# Given data

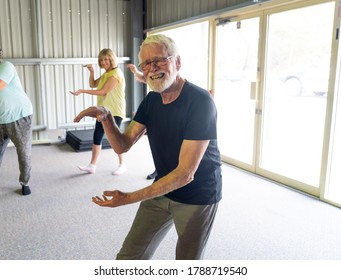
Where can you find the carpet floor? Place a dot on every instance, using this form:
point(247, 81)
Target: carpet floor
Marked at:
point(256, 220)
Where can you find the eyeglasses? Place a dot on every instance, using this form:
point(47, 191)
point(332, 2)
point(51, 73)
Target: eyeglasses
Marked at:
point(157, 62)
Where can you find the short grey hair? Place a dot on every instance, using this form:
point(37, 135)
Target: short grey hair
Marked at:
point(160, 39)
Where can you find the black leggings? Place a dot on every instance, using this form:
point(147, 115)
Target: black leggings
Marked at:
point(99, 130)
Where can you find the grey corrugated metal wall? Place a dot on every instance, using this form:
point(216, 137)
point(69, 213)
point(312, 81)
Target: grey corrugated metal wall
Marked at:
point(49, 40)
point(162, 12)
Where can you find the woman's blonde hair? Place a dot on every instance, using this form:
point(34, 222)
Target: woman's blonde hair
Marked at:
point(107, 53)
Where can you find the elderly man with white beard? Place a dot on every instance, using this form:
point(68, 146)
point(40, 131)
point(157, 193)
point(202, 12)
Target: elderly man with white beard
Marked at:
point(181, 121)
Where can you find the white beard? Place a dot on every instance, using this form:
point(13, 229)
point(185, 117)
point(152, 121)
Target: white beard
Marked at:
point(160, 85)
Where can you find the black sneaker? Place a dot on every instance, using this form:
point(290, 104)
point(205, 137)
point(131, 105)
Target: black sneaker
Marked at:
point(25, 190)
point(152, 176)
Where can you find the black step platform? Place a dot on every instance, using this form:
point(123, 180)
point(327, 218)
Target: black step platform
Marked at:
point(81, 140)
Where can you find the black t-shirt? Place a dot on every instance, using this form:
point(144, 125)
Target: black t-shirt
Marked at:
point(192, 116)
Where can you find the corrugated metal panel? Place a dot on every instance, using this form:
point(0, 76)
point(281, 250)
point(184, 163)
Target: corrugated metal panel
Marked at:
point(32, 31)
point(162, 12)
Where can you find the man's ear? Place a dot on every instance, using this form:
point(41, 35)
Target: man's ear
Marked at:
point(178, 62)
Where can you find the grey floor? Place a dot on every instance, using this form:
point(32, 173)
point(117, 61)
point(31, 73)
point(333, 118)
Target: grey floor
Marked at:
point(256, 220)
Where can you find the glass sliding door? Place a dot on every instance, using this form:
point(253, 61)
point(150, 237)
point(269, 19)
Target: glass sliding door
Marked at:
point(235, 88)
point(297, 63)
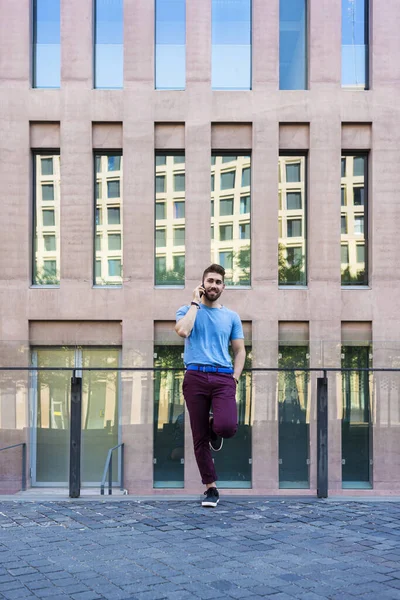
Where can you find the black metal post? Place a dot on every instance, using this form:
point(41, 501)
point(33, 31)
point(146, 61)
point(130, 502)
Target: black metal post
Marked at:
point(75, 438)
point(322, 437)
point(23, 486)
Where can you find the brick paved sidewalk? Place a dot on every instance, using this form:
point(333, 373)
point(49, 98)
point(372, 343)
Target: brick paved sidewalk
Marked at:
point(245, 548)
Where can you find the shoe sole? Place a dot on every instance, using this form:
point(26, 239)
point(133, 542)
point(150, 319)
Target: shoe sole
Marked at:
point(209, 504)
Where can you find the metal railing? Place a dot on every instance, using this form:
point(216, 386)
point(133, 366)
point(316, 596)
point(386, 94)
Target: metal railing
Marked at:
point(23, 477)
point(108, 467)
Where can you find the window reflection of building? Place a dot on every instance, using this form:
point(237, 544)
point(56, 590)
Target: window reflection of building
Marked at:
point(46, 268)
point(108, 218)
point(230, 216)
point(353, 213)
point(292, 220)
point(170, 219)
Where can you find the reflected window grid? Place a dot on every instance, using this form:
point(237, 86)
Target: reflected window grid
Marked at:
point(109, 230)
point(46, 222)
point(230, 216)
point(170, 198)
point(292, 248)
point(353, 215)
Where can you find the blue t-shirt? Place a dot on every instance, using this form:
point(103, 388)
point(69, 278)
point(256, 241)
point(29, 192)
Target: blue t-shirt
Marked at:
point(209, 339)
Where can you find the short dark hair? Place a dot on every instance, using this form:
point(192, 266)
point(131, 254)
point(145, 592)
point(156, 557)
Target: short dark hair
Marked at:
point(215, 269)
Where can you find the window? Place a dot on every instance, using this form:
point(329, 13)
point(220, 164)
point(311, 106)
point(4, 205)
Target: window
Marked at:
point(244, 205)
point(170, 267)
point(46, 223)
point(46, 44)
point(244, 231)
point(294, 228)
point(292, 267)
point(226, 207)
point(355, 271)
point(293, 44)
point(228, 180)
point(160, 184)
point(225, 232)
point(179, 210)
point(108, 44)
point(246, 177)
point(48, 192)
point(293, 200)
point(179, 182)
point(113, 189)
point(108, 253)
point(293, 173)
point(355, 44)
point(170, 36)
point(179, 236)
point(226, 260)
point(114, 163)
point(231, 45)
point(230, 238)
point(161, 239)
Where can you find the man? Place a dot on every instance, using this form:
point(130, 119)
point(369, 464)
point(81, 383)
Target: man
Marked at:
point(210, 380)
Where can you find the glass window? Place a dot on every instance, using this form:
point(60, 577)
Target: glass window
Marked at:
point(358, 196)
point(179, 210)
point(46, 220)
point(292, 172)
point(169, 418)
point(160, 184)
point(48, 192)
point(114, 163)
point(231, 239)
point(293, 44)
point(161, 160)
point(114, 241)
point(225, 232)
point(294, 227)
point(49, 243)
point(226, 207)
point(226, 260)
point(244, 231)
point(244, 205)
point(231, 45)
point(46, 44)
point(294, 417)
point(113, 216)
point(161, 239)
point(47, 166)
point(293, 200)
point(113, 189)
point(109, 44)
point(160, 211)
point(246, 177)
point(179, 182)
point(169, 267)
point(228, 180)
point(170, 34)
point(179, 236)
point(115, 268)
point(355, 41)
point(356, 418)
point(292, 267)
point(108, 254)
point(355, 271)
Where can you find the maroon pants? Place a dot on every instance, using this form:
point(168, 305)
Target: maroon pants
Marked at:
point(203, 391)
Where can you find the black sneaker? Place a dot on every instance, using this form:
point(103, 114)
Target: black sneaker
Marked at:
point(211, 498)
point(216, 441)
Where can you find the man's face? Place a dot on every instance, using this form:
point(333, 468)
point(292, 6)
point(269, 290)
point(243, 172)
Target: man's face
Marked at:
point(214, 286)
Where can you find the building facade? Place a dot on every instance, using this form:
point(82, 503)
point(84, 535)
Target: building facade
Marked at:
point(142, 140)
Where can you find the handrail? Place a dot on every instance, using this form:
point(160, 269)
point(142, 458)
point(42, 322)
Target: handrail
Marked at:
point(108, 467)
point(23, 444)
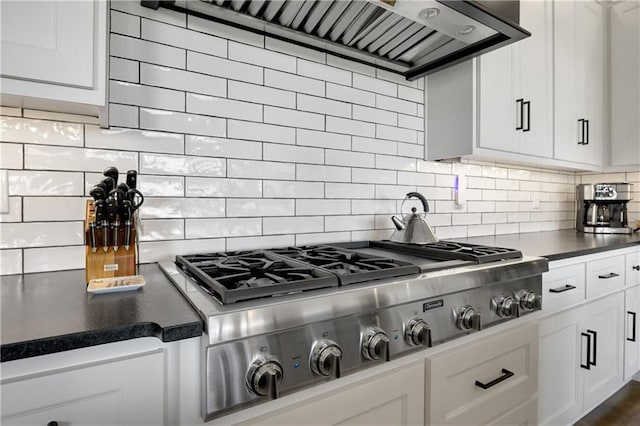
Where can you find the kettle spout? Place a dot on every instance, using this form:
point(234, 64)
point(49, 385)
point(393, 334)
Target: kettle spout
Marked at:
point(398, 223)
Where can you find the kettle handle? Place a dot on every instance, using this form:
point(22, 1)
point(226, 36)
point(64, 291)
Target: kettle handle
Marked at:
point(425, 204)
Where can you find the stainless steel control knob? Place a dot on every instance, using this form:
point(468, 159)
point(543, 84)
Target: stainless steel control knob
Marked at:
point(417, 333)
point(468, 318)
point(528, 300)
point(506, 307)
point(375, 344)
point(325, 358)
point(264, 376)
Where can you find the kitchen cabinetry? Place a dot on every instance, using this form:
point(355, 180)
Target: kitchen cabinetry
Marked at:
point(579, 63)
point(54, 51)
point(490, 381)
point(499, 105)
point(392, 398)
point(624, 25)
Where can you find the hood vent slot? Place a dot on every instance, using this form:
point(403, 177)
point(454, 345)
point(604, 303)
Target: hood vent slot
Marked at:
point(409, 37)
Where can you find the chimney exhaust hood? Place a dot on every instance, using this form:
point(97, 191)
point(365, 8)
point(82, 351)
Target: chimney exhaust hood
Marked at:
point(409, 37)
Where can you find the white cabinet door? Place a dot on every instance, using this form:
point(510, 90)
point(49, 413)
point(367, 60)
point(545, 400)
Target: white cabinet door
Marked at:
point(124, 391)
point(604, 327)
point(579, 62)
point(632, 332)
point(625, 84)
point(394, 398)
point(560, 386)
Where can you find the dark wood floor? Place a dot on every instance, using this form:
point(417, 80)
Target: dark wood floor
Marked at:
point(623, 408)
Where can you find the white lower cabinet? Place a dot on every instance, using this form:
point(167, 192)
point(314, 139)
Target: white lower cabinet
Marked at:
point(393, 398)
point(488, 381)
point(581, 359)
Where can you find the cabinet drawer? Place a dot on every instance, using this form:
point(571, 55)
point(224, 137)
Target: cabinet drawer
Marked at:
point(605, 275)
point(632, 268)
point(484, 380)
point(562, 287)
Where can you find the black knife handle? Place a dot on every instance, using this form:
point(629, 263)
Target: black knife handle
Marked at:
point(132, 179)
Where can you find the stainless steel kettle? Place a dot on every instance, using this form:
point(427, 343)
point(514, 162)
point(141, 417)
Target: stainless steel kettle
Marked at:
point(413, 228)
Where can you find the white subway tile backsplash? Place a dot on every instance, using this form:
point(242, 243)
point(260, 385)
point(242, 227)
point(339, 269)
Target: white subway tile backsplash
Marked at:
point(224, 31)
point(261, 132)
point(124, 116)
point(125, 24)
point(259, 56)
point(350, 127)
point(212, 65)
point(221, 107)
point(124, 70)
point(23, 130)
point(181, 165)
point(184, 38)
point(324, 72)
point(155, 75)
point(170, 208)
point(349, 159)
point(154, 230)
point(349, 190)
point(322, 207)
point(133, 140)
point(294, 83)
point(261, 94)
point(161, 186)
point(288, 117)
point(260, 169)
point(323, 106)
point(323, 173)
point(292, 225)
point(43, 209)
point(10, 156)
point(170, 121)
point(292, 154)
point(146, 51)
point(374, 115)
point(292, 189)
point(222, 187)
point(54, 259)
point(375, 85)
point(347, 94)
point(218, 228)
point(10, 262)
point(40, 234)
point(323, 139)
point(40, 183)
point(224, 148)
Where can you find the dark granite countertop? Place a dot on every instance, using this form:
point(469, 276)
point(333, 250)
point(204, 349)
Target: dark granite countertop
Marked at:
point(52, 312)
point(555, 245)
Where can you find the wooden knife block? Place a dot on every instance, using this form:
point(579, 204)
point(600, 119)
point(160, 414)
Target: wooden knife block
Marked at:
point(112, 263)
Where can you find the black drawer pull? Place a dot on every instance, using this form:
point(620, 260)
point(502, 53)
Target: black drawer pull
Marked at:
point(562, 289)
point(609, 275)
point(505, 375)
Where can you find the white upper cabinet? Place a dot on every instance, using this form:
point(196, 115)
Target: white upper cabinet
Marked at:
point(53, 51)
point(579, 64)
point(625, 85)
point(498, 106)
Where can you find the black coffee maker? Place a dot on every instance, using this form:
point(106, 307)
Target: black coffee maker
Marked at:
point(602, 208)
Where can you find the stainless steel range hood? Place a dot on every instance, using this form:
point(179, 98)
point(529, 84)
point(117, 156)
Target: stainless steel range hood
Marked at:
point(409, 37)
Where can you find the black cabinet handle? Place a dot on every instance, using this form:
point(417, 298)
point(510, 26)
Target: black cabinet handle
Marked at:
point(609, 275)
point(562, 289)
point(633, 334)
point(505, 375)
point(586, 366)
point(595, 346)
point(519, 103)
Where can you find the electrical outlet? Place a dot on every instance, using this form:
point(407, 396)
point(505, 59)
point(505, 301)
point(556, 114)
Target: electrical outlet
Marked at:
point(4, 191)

# What you are asked to do
Return the items between the line holding "Where can you find the cabinet" and the line holding "point(562, 287)", inclusive, reproducing each line exactly.

# Solution to this exercise
Where can you find the cabinet drawer? Place a dot on every instance, using this form:
point(571, 55)
point(224, 137)
Target: cabinet drawer
Marked at:
point(605, 275)
point(632, 268)
point(484, 380)
point(562, 287)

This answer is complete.